-- SHORT TASK A --
Reproduce the records below, everything from the line containing "Outline black jacket" down to the line containing "xmin=403 ymin=207 xmax=426 ymax=258", with both of those lines included. Keep the requests as they are and add 81 to every coordinate value in the answers.

-- PAGE TEXT --
★ ★ ★ ★ ★ ★ ★

Beyond the blame game –  the trouble with transfer

It’s a laugh a minute in the Sealy household at dinner as two teachers swap amusing anecdotes about their day while our sons listen on enthralled. Yes, I’m lying. The sons are sticking pins in their eyes in a vain effort to MAKE IT STOP while we drone on to each other about the trials and tribulations of our respective days.  My partner is a maths intervention teacher and trainer who mainly spends his time training other teachers and TA’s how to teach maths to children who are struggling.  The interventions he trains people in are all very effective and have tonnes of evidence to back them up (albeit too expensive to staff for most of us in these cash-strapped times when having a class teacher and the lights on at the same time is considered a luxury). Among his top ten moans[1] is the situation when class teachers fail to recognise that ex-intervention students are now actually quite good at maths, instead seating them in the 7th circle of hell that is ‘orange table’, where there might as well be a sign saying ‘despair all who enter here’ and where the cognitive challenge is low.  When the intervention teacher tries to argue their case, the class teacher, who does not consider their colleague to be a ‘real’ teacher, argues that ‘she might be able to do place value (or whatever) with you, but she can’t do it in the class room where it really matters.’  The unspoken assumption being that intervention teachers – who are not real teachers anyway – don’t really know what they are doing and are easily tricked into thinking that a child has got something because they’ve played a nice game with their not-real teacher who doesn’t understand about important things like Sats and tests and being at the expected level and obviously couldn’t hack it in the classroom. Indeed, a quite senior teacher, worried for her value added, once said to him that he ‘artificially inflated’ pupils learning by teaching them stuff.   To which he countered that all teaching ‘artificially’ inflates learning – that’s what we’re paid to do! We are employed to use artifice to achieve learning.

It occurred to me recently that cognitive science provides an explanation as to why this conflict happens; an explanation that blames neither teacher and also explains equally well why every September, class teachers shake their heads in disbelief at the assessment information provided by their colleague,  the former teacher, a disbelief that is amplified on the transfer from primary to secondary school.

★ ★ ★ ★ ★ ★ ★

-- SUPPLIED DATA --
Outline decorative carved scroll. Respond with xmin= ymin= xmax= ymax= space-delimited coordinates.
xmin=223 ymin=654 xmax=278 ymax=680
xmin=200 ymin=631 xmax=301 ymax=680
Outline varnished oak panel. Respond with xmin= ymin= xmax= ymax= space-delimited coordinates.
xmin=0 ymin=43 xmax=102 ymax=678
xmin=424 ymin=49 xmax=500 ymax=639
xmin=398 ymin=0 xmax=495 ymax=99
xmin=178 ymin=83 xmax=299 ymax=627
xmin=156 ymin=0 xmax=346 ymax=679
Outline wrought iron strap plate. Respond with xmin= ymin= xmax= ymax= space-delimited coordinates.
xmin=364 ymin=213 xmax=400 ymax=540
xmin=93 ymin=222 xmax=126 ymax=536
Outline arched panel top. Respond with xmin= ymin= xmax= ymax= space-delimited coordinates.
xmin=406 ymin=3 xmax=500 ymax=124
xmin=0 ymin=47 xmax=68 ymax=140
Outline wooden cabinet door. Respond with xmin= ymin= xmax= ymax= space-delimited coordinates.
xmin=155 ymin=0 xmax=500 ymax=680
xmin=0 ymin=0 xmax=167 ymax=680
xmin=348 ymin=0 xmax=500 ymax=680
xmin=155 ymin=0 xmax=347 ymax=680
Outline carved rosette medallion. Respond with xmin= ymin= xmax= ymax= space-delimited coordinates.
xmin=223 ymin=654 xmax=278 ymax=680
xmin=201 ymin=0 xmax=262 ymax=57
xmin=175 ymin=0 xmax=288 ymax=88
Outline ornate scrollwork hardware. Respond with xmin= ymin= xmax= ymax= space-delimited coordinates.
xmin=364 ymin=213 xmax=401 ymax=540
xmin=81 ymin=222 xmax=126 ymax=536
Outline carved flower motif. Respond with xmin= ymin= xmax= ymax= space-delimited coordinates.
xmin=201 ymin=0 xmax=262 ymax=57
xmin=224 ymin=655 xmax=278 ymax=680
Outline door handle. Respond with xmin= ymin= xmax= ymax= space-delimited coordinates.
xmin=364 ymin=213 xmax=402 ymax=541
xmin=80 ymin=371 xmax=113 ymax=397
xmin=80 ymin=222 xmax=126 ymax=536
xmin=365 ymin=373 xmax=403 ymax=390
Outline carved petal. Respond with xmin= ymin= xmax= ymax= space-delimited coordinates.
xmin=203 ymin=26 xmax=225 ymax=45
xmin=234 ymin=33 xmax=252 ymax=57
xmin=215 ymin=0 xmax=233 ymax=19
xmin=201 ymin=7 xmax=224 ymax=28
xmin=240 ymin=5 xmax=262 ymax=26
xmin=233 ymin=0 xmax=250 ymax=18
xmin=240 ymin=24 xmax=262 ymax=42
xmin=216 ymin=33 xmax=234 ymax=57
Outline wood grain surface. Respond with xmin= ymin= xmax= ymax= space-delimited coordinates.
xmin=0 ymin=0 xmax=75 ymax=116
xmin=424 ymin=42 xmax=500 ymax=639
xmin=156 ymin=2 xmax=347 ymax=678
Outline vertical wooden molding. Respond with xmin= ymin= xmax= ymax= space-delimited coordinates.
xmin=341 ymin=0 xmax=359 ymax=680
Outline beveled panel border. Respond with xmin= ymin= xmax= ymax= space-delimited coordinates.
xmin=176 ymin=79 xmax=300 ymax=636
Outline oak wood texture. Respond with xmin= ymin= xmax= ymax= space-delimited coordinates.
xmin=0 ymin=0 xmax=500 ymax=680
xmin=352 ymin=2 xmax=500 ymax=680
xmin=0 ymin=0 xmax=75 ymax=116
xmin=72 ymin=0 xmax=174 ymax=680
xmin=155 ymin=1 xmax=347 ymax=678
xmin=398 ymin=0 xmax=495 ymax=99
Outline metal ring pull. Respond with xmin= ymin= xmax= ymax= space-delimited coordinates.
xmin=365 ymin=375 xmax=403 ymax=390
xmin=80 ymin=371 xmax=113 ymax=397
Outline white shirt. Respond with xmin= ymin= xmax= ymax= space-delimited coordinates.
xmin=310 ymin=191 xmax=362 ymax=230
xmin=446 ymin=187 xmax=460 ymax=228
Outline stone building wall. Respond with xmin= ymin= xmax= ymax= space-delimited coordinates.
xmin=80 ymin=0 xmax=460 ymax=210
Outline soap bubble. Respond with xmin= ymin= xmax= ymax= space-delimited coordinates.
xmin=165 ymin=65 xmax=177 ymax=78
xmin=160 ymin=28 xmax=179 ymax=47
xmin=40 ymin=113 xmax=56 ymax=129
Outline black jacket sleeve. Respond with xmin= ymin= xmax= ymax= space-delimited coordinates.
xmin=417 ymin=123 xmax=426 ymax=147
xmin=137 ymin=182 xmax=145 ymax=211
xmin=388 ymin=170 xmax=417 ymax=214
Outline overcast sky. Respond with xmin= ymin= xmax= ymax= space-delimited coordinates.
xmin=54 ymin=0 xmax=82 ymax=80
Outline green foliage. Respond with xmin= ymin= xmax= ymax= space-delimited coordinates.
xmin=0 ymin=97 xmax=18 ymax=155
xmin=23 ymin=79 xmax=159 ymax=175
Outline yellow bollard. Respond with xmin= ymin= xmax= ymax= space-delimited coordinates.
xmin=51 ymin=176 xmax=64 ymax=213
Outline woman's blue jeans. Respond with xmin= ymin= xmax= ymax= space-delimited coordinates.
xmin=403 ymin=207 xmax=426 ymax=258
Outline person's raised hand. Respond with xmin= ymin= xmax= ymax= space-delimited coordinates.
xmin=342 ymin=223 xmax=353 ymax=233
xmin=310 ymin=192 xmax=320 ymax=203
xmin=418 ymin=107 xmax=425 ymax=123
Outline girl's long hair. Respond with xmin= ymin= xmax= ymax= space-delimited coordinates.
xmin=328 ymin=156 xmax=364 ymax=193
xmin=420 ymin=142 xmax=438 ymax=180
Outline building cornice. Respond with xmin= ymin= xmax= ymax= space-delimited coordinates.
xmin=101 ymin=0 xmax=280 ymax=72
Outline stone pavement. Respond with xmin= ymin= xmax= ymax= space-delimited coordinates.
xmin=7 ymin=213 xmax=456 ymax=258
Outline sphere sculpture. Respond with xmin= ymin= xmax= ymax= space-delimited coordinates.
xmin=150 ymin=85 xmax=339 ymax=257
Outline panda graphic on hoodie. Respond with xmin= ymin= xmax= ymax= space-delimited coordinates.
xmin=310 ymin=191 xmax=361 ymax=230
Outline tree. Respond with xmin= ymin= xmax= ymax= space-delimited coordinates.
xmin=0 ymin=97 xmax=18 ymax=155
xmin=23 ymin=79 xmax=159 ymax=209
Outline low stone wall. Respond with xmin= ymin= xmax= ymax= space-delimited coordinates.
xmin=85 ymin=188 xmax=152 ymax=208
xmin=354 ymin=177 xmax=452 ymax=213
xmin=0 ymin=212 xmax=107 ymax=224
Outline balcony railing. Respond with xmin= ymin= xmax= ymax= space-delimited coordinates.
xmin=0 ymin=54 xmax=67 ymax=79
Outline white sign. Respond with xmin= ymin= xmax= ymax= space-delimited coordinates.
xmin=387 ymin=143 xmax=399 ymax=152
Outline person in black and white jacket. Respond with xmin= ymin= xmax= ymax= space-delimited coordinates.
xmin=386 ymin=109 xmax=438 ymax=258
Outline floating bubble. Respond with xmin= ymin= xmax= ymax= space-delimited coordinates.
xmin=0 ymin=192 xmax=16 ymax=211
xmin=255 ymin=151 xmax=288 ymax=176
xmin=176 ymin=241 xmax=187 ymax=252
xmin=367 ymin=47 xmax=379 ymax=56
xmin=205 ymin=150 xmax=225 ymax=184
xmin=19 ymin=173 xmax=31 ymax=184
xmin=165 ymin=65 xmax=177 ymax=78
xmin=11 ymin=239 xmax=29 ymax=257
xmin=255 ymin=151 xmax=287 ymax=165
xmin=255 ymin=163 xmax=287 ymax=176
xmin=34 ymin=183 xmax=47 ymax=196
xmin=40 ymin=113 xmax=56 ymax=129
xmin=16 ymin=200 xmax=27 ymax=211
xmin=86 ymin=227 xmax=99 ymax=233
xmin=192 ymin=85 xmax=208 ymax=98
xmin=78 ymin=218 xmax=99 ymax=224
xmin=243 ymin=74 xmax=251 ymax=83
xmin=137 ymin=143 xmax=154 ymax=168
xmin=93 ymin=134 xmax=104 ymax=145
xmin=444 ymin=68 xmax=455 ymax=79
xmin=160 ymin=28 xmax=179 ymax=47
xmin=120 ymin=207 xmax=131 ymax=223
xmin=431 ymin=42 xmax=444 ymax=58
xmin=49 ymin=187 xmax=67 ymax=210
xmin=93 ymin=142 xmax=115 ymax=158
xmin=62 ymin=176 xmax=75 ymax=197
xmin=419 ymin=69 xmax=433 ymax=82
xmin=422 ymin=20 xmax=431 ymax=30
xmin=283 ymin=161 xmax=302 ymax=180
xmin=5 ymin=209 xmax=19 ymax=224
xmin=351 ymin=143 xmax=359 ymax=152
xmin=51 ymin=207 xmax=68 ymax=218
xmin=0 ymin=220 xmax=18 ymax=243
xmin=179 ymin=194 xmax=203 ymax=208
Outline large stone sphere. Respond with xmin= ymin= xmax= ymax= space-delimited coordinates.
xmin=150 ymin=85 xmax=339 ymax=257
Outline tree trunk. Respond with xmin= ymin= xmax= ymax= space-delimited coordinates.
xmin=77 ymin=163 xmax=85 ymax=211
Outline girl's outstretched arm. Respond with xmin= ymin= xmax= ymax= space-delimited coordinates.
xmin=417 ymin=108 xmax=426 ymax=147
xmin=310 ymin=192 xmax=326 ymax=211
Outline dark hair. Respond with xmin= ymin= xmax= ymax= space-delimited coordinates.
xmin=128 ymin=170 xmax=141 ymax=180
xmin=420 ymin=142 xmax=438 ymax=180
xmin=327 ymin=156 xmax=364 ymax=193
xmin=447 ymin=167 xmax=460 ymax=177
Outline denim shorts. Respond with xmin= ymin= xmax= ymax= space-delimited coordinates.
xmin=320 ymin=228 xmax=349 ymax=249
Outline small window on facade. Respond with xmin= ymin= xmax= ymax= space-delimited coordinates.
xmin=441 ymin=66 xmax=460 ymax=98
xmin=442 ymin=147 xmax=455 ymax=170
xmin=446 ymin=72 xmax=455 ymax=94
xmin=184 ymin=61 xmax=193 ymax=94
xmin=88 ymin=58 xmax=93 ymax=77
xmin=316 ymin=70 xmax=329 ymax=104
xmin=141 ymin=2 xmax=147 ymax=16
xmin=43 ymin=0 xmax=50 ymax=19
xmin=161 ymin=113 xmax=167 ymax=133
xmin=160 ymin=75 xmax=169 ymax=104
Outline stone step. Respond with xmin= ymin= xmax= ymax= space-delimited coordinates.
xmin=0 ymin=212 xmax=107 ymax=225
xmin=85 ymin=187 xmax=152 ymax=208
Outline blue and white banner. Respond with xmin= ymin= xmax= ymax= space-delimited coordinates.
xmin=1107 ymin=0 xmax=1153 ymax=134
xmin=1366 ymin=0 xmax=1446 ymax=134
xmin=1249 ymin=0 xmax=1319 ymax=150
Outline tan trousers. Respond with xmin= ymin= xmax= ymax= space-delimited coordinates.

★ ★ ★ ★ ★ ★ ★

-- SHORT TASK B --
Continue the piece above on teachers' disbelief about pupils' learning after transfer, starting after its last sentence.

-- WRITTEN RESPONSE A --
Outline black jacket sleeve. Respond with xmin= ymin= xmax= ymax= space-delimited coordinates.
xmin=498 ymin=204 xmax=507 ymax=228
xmin=218 ymin=263 xmax=226 ymax=292
xmin=469 ymin=251 xmax=498 ymax=295
Outline overcast sky. Respond with xmin= ymin= xmax= ymax= space-delimited coordinates.
xmin=135 ymin=81 xmax=163 ymax=161
Outline green foliage. Respond with xmin= ymin= xmax= ymax= space-delimited coordinates.
xmin=81 ymin=178 xmax=99 ymax=236
xmin=104 ymin=160 xmax=240 ymax=256
Outline yellow bollard. Respond with xmin= ymin= xmax= ymax= space-delimited coordinates.
xmin=132 ymin=257 xmax=145 ymax=294
Outline woman's blue jeans. Respond with xmin= ymin= xmax= ymax= space-delimited coordinates.
xmin=484 ymin=288 xmax=507 ymax=339

-- WRITTEN RESPONSE B --
Transferring learning is, quite simply, a bitch.  There are three cognitive hurdles to overcome on the journey from the pupil’s first encounter with an idea to them being able to understand whatever it is in a flexible and adaptable way. First, they need to be presented with the idea in an understandable way that make them think hard[2] about what they are learning. If they think hard about it, it is more likely to make that all important journey from their short term memory to their long term memory. Sometimes teachers try and make ideas memorable by making them exciting in some way. This can backfire if the ‘exciting’ medium becomes more memorable than the actual message the teacher wants to get across. I recall one child who was finding learning to count really tricky, so to engage him we used gold paper plates and toy dinosaurs. He was totally absorbed, but not on the maths, unfortunately – and did much better with plain paper plates and cubes.  But hurdle one is not where the intervention vs class teacher fault line lays.

The second hurdle lies in overcoming the ‘I’ve taught it therefore they know it’ fallacy, particularly common among less experienced teachers.  But even if our panoply of afl strategies tell us that a particular child has grasped a particular concept, it is highly likely that by the next day they will have forgotten most of what we taught them. That is just how our brains work. But that does not mean we labour in vain; the forgetting is an important part of remembering.  The forgotten memory is not really forgotten, it’s floating about somewhere in our long term memory, ready to be reactivated. All it takes is for us to re-teach the information and on second encounter, the material is learned much faster. By the next week it is all mostly forgotten again but with a third presentation, the material is learned very quickly indeed.  And so on.  Each time we forget something, we relearn it more quickly and retain it for longer.

This means that teachers need to build into our lessons routine opportunities to revisit material we taught the day before, the week before, the month before, the term before and the year before.  This is known in the trade as ‘spaced repetition.’  Each time we do so, we enhance the storage strength of memories. Ignorance of this phenomenon accounts for part of the professional friction between colleagues. It wasn’t wishful thinking on behalf of the ‘sending’ teacher.  The pupil genuinely did really know how to partition 2-digit numbers, for example, but has now forgotten. That’s an inevitable part of how our brains work and not some other professional’s ‘fault’.  When faced with a conflict between what it is reported that a student can do and what they appear actually able to do, the most charitable and scientifically probable explanation is that they have forgotten how to do something that they once could do well; with a bit of input it will all come back fairly quickly. If we remind ourselves on this each September and expect to have to cover a lot of ‘old’ ground, that will be better for our students, for our blood pressure and for professional relationships.

However, hurdle number three has, to my mind, the best explanatory power for this aggravating situation.  To understand this, I will have to explain the difference between episodic and semantic memory.  Episodic memory remembers…episodes…events….experiences. It is autobiographical, composed of memories of times, places and emotions and derived from information from our 5 senses.  Semantic memory is memory of facts, concepts, meanings and knowledge, cut free from the spatial/temporal context in which it was acquired.  Generally, especially where teaching is concerned, memories start off as episodic and then with lots of repetition, particularly in different contexts with different sensory cues, the memory becomes semantic and can be recalled in any context. This is the destination we want all learning to arrive at.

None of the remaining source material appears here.